PROBLEM
Give back every record below precisely as written.
(GIVEN RECORDS)
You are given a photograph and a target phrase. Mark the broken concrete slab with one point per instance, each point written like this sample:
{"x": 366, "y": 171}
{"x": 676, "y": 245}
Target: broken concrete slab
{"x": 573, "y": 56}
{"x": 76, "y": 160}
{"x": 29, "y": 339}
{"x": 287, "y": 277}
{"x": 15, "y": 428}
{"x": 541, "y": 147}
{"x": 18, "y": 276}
(End GIVEN RECORDS)
SOLUTION TO THE EXERCISE
You are given a photograph and a target phrase. Mark the broken concrete slab with one point per instance, each point written like this sample:
{"x": 366, "y": 171}
{"x": 676, "y": 245}
Target: broken concrete slab
{"x": 573, "y": 56}
{"x": 76, "y": 160}
{"x": 29, "y": 339}
{"x": 287, "y": 277}
{"x": 15, "y": 428}
{"x": 541, "y": 147}
{"x": 18, "y": 276}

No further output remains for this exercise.